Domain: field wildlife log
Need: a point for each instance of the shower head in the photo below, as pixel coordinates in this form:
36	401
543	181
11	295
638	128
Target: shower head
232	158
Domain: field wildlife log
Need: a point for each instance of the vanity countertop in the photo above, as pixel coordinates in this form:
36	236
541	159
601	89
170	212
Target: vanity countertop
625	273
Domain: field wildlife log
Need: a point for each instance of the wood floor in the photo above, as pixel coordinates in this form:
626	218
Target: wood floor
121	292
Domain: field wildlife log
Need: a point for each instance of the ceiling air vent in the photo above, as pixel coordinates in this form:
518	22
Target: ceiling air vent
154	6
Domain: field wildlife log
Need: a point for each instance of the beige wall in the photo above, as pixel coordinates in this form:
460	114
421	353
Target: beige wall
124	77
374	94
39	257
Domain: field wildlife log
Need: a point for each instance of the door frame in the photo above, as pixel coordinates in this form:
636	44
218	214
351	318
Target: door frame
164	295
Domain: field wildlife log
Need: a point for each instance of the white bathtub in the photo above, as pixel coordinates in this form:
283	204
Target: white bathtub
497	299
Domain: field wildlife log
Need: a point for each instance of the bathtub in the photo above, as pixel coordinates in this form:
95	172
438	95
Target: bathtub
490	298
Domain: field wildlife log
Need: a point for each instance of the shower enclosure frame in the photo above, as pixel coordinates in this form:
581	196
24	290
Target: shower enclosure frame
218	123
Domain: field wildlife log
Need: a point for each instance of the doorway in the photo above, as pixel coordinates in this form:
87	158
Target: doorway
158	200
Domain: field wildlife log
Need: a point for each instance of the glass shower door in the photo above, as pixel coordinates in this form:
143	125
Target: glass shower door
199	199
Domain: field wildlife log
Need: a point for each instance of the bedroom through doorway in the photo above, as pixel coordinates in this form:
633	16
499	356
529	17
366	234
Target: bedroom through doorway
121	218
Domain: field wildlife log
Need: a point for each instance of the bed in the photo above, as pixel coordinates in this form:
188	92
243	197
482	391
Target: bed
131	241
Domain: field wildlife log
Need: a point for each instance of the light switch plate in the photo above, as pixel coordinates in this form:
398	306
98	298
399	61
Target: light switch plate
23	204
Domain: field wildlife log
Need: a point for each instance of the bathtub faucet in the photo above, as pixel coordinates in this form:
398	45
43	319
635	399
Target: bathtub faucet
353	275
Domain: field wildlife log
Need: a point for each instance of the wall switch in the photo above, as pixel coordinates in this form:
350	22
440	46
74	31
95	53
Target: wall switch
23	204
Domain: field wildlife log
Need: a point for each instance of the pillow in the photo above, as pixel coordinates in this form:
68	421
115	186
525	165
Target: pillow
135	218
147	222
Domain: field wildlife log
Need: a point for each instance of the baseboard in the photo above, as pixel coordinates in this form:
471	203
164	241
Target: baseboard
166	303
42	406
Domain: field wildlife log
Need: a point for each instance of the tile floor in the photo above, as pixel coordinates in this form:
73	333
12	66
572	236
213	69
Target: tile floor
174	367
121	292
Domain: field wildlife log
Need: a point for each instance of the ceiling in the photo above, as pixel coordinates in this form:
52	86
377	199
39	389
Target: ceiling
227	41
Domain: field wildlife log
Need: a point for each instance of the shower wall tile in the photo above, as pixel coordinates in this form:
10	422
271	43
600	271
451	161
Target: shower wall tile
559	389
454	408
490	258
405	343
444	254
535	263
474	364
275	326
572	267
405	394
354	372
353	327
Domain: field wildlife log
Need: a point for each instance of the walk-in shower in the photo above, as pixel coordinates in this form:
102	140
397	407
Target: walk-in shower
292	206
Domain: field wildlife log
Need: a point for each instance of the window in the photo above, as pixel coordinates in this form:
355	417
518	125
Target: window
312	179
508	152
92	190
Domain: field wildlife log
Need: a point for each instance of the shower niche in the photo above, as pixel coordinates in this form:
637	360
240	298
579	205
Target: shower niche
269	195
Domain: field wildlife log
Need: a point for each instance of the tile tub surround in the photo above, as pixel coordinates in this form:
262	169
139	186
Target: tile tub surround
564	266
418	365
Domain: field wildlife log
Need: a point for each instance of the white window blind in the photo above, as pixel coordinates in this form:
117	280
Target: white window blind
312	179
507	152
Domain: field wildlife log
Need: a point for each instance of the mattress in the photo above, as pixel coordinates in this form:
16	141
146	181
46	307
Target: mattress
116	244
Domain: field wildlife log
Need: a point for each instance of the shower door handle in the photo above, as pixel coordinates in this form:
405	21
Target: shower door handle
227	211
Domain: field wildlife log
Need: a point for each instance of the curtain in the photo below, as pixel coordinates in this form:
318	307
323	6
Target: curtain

· · · · ·

→ **THE PROBLEM**: Set down the entries verbatim, leaving none out.

→ **RESPONSE AREA**:
Domain: field wildlife log
Need: a point for each instance of the shower head in the photo below, as pixel coordinates in this form:
36	401
543	181
11	295
638	128
Target: shower head
232	158
Domain: field wildlife log
Need: a point for each instance of the vanity countertop in the photo above, as pixel coordinates in this form:
36	236
541	159
601	89
170	212
Target: vanity countertop
625	273
Domain: field wildlife log
Need: a point for each instance of the wood floor in the photo above, as pixel coordinates in this form:
626	218
Target: wood floor
121	292
Domain: field wildlife log
Need: a point for each instance of the ceiling air vent in the photo above, as pixel coordinates in this form:
518	22
Target: ceiling air vent
154	6
Domain: field wildlife log
Need: a point for each instance of the beige wall in the photo above, as pixel coordinates in this form:
460	114
421	353
Target: beige wall
124	77
374	94
39	257
Domain: field wildlife log
Need: a point for each instance of the door frame in the photo above, as pixel coordinates in this form:
636	44
218	214
351	318
Target: door frame
164	295
Domain: field wildlife log
Need: a point for each instance of the white bathtub in the photo above, as pixel coordinates in this form:
283	204
Target: white bathtub
497	299
Domain: field wildlife log
Need: a point for each instance of the bathtub in the photo above, as pixel coordinates in this form:
95	172
438	95
Target: bathtub
490	298
Domain: field wildlife log
Need: a point for each instance of the shower enclosure frame in the photo above, as pixel coordinates in this form:
581	196
24	290
Target: shower enclosure frame
218	123
Domain: field wildlife log
Need: a point for each instance of the doorway in the photo above, as pixel coordinates in this form:
87	158
Target: doorway
158	200
Domain: field wildlife log
Need: a point for each instance of the glass shower door in the photo above, as pixel coordinates in this form:
143	125
Target: glass shower door
199	199
Domain: field wildlife log
Need: a point for each instance of the bedroom through doorway in the photo above, as pixel coordinates in this form:
633	16
499	356
529	17
366	234
Target: bedroom through doorway
121	218
Domain: field wildlife log
Need: a point for each instance of the bed in the photo above, as pixel coordinates in this form:
188	92
243	197
482	391
Target: bed
131	241
Domain: field wildlife log
Need: a point for each instance of the light switch plate in the photo above, as pixel coordinates in this form:
398	306
98	298
399	61
Target: light switch plate
23	204
Domain: field wildlife log
Need: a point for each instance of the bathtub faucet in the photo above, as pixel coordinates in this form:
398	45
43	319
635	399
Target: bathtub faucet
353	275
Domain: field wildlife log
Need: a point for each instance of the wall switch in the photo above, as pixel coordinates in this form:
350	22
440	46
74	31
95	53
Target: wall switch
23	204
Domain: field wildlife log
Need: a point for each instance of the pillow in the photo above, as pixel coordinates in this form:
68	421
115	186
525	165
Target: pillow
135	218
147	222
Domain: field wildlife log
Need: a point for each instance of the baseboard in the photo above, as pixel coordinates in this form:
471	203
164	241
Target: baseboard
166	303
42	406
Domain: field wildlife log
Need: a point for each instance of the tile floor in the photo above, as pixel coordinates in this form:
73	333
12	66
572	236
213	69
Target: tile floor
174	367
121	292
Domain: field wildlife log
Need: a point for each instance of the ceiling in the photo above, as pixel coordinates in this form:
52	86
377	199
39	389
Target: ceiling
227	41
Domain: field wildlife log
Need: a point for each instance of the shower wall tile in the photo above, as pixel coordinates in this form:
10	422
271	43
600	271
451	161
Target: shower wall tile
559	389
454	408
490	258
405	343
444	254
535	263
474	364
275	326
572	267
405	394
354	372
353	327
Domain: field wildlife log
Need: a point for each instance of the walk-in shower in the photo above, as pixel coordinates in this form:
102	140
397	407
Target: walk-in shower
292	206
Domain: field wildlife log
Need: a point for each instance of the window in the photo above, as pixel coordinates in this form:
355	417
518	125
Target: window
312	179
508	152
92	190
Domain: field wildlife log
Need: a point for each instance of the shower niche in the photo above, as pixel coordinates in this form:
637	360
240	298
579	205
Target: shower niche
269	195
Domain: field wildlife log
Need: a point for each instance of the tile tub surround in the photo above, as pixel coordinates in this form:
262	169
139	186
Target: tile tub surround
564	266
418	365
Domain: field wildlife log
Need: a point for each instance of the white window blind in the photo above, as pixel coordinates in this form:
117	280
Target: white window blind
312	179
507	152
Domain: field wildlife log
Need: a point for each instance of the mattress in the photo above, as pixel coordinates in this form:
16	141
146	181
46	307
Target: mattress
116	244
Domain: field wildlife log
Need: a point for each instance of the shower door handle in the photo above, as pixel coordinates in this form:
405	21
Target: shower door handle
227	211
Domain: field wildlife log
Need: a point for each instance of the curtain in the photo below, as pixel coordinates in this form:
318	307
323	6
Target: curtain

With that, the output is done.